**** Record set ****

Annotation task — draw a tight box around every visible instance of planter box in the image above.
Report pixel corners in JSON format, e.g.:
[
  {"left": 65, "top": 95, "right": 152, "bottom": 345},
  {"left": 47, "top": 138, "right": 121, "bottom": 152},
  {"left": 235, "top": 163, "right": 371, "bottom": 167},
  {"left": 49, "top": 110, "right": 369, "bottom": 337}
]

****
**** Record set ****

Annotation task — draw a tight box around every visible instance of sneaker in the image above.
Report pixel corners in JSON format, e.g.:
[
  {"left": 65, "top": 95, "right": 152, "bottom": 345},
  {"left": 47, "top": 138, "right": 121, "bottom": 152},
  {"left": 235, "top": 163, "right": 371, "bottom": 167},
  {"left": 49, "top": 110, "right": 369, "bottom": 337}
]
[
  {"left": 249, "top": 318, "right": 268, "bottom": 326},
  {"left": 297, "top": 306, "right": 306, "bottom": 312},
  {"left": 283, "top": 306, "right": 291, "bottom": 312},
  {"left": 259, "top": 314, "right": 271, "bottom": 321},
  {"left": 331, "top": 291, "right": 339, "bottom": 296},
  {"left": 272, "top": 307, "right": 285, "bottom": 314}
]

****
**** Record set ****

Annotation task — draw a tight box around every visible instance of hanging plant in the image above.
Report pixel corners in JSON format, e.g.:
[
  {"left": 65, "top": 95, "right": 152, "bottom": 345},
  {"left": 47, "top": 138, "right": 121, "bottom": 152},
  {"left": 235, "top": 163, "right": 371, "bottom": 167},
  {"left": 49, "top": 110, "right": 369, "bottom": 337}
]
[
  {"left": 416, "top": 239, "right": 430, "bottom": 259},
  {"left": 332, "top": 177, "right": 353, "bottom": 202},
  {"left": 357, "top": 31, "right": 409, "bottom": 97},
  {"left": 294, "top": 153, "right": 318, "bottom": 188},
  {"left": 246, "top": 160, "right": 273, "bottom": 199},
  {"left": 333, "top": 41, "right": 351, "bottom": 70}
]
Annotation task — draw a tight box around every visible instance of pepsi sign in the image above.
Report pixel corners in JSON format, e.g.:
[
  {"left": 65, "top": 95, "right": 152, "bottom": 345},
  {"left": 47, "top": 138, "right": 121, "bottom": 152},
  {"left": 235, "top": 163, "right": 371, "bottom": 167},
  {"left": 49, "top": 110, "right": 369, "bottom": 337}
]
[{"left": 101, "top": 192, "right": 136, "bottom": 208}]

****

Aim of the exercise -
Return every line from the entries above that contains the word "instance".

Answer box -
Annotation task — draw a tight box around every visible instance of planter box in the image above.
Annotation task — draw a tight box around every visible instance of sneaker in the image above.
Annotation task — draw a tight box around every visible instance of hanging plant in the image above.
Annotation task — draw a tight box around every visible instance of pepsi sign in the image above.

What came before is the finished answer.